*** Stored data ***
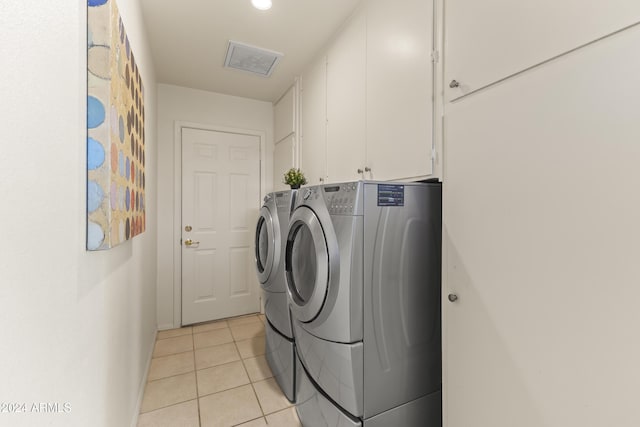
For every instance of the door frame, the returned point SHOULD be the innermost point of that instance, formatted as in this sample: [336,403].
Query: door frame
[177,199]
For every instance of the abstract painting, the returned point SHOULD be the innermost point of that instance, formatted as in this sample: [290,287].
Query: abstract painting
[115,131]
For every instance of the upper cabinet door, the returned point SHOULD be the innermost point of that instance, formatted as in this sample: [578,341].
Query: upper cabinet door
[399,88]
[346,91]
[313,146]
[487,41]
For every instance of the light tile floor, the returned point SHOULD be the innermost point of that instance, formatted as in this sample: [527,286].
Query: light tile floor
[214,374]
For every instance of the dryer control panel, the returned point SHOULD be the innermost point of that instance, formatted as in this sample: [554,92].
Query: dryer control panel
[342,199]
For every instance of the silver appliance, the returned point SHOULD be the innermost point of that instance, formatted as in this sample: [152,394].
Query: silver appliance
[362,266]
[269,247]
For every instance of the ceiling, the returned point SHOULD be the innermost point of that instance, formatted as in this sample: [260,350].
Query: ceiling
[189,40]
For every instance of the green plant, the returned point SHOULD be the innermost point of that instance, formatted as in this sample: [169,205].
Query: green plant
[294,177]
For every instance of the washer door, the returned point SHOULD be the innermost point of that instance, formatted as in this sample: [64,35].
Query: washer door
[306,264]
[267,244]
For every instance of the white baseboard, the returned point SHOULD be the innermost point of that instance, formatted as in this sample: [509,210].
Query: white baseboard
[166,326]
[143,383]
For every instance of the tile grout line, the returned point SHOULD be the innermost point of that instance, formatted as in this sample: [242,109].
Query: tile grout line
[195,372]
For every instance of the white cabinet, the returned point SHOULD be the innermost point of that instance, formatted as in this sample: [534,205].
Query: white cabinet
[399,76]
[283,160]
[284,115]
[346,94]
[487,41]
[313,153]
[541,236]
[378,96]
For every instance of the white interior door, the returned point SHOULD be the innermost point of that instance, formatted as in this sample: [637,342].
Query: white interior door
[541,236]
[490,40]
[220,200]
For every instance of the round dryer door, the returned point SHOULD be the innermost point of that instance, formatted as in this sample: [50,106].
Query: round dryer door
[267,240]
[306,264]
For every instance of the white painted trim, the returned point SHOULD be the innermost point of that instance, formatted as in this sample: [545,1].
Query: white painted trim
[177,198]
[143,382]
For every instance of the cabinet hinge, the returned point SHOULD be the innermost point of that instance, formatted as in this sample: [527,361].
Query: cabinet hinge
[435,56]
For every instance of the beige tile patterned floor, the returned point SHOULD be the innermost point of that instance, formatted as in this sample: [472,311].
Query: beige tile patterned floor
[214,375]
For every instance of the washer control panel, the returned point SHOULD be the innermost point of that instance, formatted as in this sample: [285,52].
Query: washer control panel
[341,198]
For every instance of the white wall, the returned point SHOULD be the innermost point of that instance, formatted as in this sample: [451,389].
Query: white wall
[78,327]
[194,106]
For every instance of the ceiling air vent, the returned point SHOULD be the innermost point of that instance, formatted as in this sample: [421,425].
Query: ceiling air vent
[250,58]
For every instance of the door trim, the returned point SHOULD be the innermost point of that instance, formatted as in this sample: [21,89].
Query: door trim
[177,199]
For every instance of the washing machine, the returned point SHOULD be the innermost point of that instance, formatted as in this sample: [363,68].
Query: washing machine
[269,247]
[362,266]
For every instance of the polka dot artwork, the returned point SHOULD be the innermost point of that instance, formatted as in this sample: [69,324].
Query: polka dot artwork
[115,131]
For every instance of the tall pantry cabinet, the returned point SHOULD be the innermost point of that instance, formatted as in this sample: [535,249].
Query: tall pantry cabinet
[376,109]
[541,208]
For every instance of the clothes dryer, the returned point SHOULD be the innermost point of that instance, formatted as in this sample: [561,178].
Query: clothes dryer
[269,247]
[362,266]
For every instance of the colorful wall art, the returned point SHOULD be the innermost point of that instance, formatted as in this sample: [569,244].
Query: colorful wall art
[115,131]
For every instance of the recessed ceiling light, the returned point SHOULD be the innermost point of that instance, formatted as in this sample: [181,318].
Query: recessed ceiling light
[261,4]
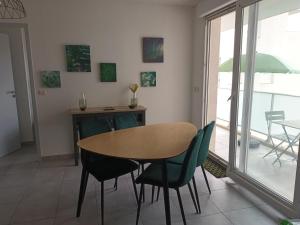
*** End of Stored data ***
Your goal: Your output should be the lines from the line containing "Query: clothes dryer" through the last line of the listing above, restated exactly, with no pictures among them.

Exercise response:
Query: clothes dryer
[269,247]
[362,266]
For every instance of the colorful wall art, the returned point SHOULD be the innermost point of that instance, formatted as in this sample: [569,244].
Query: colorful wall art
[115,131]
For every instance of the recessed ceiling light, the returned point SHOULD be the innermost point of that instance, formatted as in this sample: [181,318].
Query: recessed ceiling light
[261,4]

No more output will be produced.